Problem:
Copy the rows below exactly, from the first line through the line holding "point(475, 327)", inclusive. Leave the pictures out of your copy.

>> Start Dataset records

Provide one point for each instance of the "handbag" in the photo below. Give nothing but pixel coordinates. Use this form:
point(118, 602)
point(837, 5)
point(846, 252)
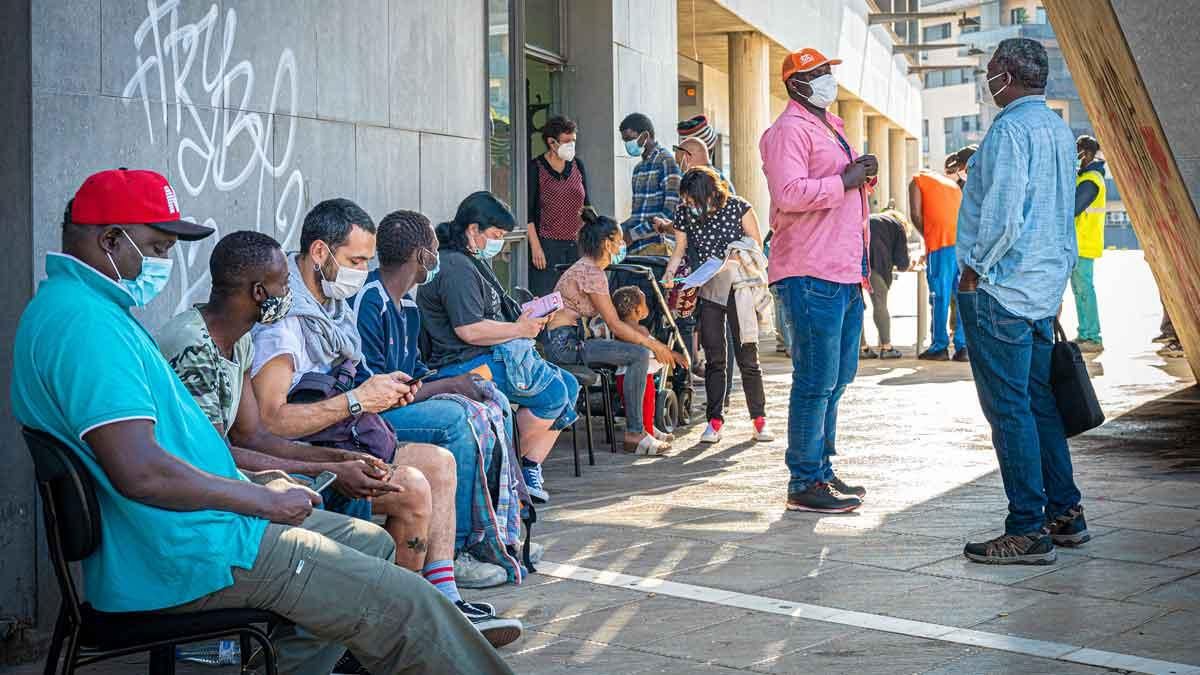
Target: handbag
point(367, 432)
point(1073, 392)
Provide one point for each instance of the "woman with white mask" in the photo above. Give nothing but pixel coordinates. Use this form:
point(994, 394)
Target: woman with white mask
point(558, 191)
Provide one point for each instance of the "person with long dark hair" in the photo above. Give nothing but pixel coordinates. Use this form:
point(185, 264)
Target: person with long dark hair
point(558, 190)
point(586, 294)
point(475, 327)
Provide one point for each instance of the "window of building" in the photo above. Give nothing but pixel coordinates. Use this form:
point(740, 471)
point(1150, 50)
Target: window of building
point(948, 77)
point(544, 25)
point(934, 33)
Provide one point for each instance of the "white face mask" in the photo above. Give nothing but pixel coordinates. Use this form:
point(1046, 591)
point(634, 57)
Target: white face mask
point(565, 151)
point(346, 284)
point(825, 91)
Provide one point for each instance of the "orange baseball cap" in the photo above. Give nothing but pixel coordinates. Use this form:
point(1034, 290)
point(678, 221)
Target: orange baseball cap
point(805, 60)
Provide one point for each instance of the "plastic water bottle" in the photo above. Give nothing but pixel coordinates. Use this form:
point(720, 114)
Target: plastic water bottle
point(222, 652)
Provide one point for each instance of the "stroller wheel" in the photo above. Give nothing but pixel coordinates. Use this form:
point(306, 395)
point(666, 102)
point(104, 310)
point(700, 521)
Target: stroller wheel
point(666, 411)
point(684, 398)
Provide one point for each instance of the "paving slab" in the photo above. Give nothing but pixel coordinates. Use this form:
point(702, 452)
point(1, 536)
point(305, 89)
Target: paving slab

>> End Dataset records

Response to the task:
Provide one point for each instance of the "handbag" in the photo below. Give nothing but pixel coordinates. Use this form:
point(118, 602)
point(837, 5)
point(846, 252)
Target: handbag
point(367, 432)
point(1073, 392)
Provide one point for each instance of the "woman with white mask" in the photo above. Give nothing but pixel coordinates. Use this form:
point(994, 394)
Target: woman with white mask
point(558, 191)
Provide one point for each instance of the "person with long dark hair" in the photo above. Give nothing but pixel coordinates. Use this form:
point(185, 264)
Target: person with long dark hair
point(558, 190)
point(586, 294)
point(475, 327)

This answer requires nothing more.